Geef elke regel uit de gegevens hieronder waarin de tekenreeks "water" voorkomt. Het verschil tussen hoofdletters en kleine letters telt mee.
■ ■ ■
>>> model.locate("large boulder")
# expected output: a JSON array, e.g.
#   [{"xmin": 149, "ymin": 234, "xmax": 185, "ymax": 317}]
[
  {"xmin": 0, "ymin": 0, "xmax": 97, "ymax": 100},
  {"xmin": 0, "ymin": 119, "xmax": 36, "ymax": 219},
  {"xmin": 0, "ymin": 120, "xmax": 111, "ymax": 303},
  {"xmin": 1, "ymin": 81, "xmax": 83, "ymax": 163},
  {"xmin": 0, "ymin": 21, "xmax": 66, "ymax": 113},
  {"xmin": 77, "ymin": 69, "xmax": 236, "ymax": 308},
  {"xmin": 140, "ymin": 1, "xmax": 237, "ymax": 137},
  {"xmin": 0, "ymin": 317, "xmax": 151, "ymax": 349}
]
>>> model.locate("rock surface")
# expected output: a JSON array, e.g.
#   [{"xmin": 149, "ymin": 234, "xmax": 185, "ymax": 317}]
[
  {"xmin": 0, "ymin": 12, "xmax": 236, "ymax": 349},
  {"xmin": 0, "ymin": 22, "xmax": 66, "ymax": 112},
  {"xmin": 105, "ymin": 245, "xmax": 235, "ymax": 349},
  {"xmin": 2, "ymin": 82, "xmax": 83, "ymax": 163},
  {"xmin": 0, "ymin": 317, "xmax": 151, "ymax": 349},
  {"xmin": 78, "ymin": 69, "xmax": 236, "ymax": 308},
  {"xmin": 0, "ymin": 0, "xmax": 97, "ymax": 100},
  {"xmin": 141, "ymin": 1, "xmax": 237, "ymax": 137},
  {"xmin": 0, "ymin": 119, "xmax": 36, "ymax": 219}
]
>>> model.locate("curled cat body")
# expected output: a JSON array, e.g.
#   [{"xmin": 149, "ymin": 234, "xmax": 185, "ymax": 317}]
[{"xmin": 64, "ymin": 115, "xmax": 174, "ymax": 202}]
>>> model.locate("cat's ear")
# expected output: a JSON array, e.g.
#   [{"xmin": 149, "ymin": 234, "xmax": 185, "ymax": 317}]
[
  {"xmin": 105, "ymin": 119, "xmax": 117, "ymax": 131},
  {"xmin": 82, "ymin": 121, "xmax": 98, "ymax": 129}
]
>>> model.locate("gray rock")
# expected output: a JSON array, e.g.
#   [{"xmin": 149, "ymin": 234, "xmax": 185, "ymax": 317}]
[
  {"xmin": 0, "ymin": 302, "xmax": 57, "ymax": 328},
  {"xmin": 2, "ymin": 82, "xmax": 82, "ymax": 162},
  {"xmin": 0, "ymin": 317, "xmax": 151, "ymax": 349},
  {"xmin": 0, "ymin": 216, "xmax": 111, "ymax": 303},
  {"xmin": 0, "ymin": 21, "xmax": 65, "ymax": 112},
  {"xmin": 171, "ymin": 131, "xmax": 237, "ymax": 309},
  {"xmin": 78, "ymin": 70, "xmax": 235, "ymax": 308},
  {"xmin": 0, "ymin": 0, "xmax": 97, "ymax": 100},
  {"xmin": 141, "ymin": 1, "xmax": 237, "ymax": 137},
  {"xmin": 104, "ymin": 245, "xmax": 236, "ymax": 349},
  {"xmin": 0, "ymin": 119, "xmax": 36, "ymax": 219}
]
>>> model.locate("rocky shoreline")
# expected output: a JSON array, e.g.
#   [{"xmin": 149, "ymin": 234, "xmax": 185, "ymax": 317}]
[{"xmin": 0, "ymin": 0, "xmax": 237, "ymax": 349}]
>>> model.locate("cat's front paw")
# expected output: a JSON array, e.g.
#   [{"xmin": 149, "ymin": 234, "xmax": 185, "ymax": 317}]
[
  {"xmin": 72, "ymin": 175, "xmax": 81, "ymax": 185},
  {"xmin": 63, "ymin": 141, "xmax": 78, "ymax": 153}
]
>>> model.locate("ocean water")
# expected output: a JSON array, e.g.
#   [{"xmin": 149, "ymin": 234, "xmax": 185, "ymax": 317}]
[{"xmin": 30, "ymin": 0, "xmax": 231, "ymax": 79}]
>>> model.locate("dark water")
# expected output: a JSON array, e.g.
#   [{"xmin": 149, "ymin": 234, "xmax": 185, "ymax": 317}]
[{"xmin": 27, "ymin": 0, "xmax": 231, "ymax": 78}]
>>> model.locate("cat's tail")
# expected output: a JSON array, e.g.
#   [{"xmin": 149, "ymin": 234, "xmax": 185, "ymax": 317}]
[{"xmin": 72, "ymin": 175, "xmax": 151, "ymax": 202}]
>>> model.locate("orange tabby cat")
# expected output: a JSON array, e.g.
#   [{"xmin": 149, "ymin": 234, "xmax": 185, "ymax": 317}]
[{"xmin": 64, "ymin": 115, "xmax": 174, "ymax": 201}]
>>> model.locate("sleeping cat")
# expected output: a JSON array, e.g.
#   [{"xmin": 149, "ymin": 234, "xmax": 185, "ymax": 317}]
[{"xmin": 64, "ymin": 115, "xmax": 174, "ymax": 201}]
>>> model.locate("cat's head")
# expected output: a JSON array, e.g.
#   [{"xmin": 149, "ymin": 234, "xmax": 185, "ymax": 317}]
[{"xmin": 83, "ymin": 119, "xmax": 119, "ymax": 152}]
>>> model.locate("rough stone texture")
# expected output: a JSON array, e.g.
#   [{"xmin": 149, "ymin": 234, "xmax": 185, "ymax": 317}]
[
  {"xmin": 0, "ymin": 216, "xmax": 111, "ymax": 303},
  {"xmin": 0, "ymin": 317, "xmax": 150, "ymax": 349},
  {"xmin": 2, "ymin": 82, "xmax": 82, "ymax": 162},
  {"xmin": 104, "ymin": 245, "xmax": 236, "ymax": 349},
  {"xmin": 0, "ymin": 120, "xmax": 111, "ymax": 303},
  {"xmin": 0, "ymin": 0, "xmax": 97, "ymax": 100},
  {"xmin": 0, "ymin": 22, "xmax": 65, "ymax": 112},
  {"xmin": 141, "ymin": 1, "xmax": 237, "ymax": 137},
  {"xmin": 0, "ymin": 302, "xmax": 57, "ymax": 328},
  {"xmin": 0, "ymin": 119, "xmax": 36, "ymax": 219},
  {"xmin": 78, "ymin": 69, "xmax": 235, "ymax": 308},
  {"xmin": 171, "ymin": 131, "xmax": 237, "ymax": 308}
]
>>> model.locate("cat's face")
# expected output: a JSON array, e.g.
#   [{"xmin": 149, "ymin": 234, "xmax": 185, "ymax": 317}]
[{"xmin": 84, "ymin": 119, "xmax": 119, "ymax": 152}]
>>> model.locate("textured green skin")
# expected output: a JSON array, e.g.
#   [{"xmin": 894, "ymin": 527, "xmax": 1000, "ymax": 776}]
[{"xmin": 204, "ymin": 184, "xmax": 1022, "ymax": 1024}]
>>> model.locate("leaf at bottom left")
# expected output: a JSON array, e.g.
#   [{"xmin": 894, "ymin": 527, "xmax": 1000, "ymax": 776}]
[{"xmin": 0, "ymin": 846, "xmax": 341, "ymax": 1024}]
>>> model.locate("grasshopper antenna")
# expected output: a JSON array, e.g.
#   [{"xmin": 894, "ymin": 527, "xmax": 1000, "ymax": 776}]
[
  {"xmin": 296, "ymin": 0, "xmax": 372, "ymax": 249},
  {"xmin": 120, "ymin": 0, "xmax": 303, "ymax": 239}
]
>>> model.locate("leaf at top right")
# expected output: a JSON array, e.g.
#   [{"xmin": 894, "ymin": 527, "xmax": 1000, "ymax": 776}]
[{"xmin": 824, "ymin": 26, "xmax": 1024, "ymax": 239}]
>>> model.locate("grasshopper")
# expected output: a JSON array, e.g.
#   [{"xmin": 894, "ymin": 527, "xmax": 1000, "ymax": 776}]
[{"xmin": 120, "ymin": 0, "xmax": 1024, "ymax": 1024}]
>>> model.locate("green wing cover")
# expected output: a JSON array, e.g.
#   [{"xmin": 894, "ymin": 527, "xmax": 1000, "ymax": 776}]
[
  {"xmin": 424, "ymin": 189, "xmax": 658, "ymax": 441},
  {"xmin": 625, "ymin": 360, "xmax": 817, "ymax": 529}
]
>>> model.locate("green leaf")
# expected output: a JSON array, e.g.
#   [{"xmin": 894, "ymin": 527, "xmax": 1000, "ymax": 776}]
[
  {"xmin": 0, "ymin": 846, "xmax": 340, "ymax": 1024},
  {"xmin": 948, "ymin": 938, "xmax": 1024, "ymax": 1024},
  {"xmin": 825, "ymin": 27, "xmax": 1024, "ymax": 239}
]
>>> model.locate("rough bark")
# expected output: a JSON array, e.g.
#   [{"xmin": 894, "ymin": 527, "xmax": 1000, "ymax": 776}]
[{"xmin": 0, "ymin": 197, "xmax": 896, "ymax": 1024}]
■ ■ ■
▶ **ANTWOORD OPDRACHT**
>>> model.locate("ocean water")
>>> model.locate("dark water")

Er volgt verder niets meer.